* _THE REQUEST_
Reproduce every entry exactly, without alteration.

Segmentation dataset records
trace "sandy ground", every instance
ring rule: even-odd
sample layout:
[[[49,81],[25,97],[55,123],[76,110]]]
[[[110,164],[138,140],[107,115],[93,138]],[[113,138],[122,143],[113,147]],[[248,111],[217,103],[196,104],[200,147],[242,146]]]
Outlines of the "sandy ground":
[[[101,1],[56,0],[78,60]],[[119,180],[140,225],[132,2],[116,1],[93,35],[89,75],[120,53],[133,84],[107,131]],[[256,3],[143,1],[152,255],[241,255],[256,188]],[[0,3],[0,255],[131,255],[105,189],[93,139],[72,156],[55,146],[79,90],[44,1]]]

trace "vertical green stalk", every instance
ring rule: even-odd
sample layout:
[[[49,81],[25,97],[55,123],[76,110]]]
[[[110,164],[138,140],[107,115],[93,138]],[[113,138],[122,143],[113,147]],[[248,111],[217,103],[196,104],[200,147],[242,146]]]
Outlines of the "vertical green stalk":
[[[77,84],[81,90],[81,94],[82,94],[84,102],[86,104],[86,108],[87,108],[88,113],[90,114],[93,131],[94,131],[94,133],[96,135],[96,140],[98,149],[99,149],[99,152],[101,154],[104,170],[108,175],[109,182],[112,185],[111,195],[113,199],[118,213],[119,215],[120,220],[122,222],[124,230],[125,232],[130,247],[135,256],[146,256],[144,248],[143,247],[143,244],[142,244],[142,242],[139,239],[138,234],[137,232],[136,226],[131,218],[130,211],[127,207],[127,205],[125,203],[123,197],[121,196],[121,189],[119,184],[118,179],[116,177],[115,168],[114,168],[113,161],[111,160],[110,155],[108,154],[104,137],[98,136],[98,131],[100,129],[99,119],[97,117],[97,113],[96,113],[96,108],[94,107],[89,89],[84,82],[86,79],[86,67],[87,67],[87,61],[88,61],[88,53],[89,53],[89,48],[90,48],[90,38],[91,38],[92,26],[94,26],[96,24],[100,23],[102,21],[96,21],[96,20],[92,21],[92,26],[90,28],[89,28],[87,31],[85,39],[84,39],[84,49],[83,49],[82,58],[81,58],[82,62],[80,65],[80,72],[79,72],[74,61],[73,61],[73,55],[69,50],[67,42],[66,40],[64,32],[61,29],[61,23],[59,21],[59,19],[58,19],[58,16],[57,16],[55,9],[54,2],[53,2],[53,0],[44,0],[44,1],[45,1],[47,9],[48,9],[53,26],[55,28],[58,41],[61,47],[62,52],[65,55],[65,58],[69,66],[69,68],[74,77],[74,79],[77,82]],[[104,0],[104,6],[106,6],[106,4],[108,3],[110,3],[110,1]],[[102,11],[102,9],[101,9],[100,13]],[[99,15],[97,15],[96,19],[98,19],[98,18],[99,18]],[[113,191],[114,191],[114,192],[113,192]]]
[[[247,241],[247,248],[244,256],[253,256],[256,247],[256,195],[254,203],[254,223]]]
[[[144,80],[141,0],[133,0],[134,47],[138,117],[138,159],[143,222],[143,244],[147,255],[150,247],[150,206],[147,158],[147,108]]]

* _RESPONSE BELOW_
trace "sandy ground", every instance
ring rule: even-odd
sample layout:
[[[49,81],[25,97],[55,123],[76,110]]]
[[[110,164],[138,140],[107,115],[93,138]],[[113,138],[122,143],[113,147]],[[248,111],[217,103],[196,104],[200,147],[242,146]]]
Outlines of the "sandy ground":
[[[101,1],[56,0],[78,60]],[[119,180],[140,225],[132,2],[116,1],[93,35],[89,75],[120,53],[133,84],[107,131]],[[256,3],[143,1],[152,255],[241,255],[256,188]],[[0,3],[0,255],[131,255],[105,189],[93,139],[72,156],[55,146],[79,90],[44,1]]]

trace "vertical green stalk", every instance
ring rule: even-odd
sample layout:
[[[49,81],[25,97],[55,123],[76,110]]]
[[[110,164],[138,140],[107,115],[93,138]],[[113,138],[122,143],[113,147]],[[248,111],[217,103],[196,104],[200,147],[242,146]]]
Outlines of the "vertical green stalk":
[[[77,84],[81,90],[81,94],[82,94],[84,102],[86,104],[86,108],[87,108],[88,113],[90,114],[93,131],[94,131],[94,133],[96,135],[96,140],[98,149],[99,149],[99,152],[101,154],[104,170],[108,175],[109,182],[112,185],[111,195],[113,199],[118,213],[119,215],[120,220],[122,222],[124,230],[125,232],[130,247],[135,256],[146,256],[144,248],[143,247],[143,244],[142,244],[142,242],[139,239],[138,234],[137,232],[136,226],[131,218],[130,211],[127,207],[127,205],[125,203],[123,197],[121,196],[121,189],[119,184],[118,179],[116,177],[115,168],[114,168],[113,161],[111,160],[110,155],[108,154],[104,137],[98,136],[98,131],[100,129],[99,119],[97,117],[97,113],[96,113],[96,108],[94,107],[89,89],[84,82],[86,79],[86,67],[87,67],[87,61],[88,61],[88,53],[89,53],[89,48],[90,48],[90,38],[91,38],[92,26],[94,26],[96,24],[100,23],[102,21],[96,21],[96,20],[92,21],[92,26],[90,28],[89,28],[87,31],[85,39],[84,39],[84,49],[83,49],[82,58],[81,58],[82,62],[80,65],[80,72],[79,72],[74,61],[73,61],[73,55],[69,50],[67,42],[66,40],[64,32],[61,29],[61,23],[59,21],[59,19],[58,19],[58,16],[57,16],[55,9],[54,2],[53,2],[53,0],[44,0],[44,1],[45,1],[47,9],[48,9],[53,26],[55,28],[58,41],[61,47],[62,52],[65,55],[65,58],[69,66],[69,68],[74,77],[74,79],[77,82]],[[104,0],[104,6],[106,6],[106,4],[108,3],[110,3],[110,1]],[[102,11],[102,9],[101,9],[100,13]],[[99,15],[97,15],[96,19],[98,19],[98,18],[99,18]],[[113,191],[114,191],[114,192],[113,192]]]
[[[247,241],[247,248],[244,256],[253,256],[256,247],[256,195],[254,203],[254,223]]]
[[[144,80],[141,0],[133,0],[134,47],[138,117],[138,159],[143,222],[143,244],[147,255],[150,247],[150,206],[147,158],[147,108]]]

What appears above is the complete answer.